■ **Given data**:
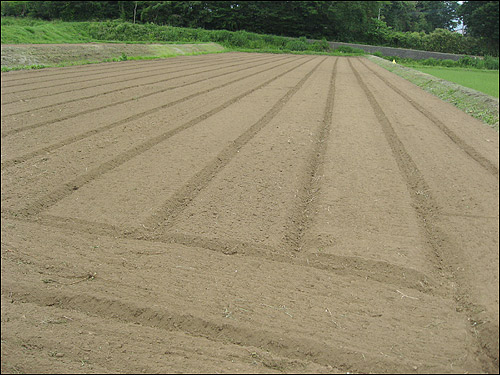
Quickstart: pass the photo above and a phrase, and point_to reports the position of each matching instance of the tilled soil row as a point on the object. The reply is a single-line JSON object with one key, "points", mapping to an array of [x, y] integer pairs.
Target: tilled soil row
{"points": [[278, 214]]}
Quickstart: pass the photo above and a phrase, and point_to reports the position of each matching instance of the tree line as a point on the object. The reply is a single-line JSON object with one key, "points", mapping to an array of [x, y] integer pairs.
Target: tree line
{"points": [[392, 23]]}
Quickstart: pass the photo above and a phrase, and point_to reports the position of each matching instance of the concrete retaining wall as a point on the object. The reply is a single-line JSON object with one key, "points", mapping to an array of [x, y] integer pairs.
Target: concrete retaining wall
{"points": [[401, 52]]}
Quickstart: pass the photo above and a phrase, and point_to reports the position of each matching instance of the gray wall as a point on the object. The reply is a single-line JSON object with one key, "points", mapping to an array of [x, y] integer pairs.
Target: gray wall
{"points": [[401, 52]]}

---

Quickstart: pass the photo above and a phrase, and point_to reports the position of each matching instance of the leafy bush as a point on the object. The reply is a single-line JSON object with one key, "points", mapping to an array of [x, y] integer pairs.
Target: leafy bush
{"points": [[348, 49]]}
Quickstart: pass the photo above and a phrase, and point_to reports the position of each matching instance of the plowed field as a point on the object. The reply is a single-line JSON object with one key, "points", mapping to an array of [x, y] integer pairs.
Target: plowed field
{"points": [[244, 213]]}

■ **Your instructions**: Extract each line of the material above that contains the string "mapping".

■ **Output for this exercise**:
Quickstart: pass the photo above and a phrase, and point_to reports the position of each matching instance of the tilled soil row as a point on the object. The reply is a single-line JSON object with one key, "points", mapping to an array of [x, y] integer pairs.
Quickstart: pass the photo above and a phrase, and point_to reports the position of each matching instance of the tree line as a point on the object. The reply is a single-line JSON object with one key, "points", mapping to an array of [x, y] integer pairs.
Quickstart: pass the photo above and a phrase, and point_to reports the position of each matching instance of the concrete retaining wall as a point on the object. The reply is a single-line JSON object with one key, "points", mapping to an array of [x, y] integer pairs.
Quickstart: pass the photo above and a phrase, and point_to reports the position of each matching instance of the gray wall as a point on the object. The reply is a single-line JSON object with one key, "points", mapping to an array of [x, y] integer pairs.
Quickstart: pass the photo above and a phrase, and point_to reports the position of each matching instance of the leafy bush as a point on the object. The reply is a single-line JSON object with one key, "points", mapping to an array of [x, y] integer pairs.
Quickstart: pass the photo above and a phrase, and point_to reports the position of each matching instance of the plowed field as a point on the object. The reply is a single-line JSON object with one key, "points", mapping to an array of [x, y] integer pairs.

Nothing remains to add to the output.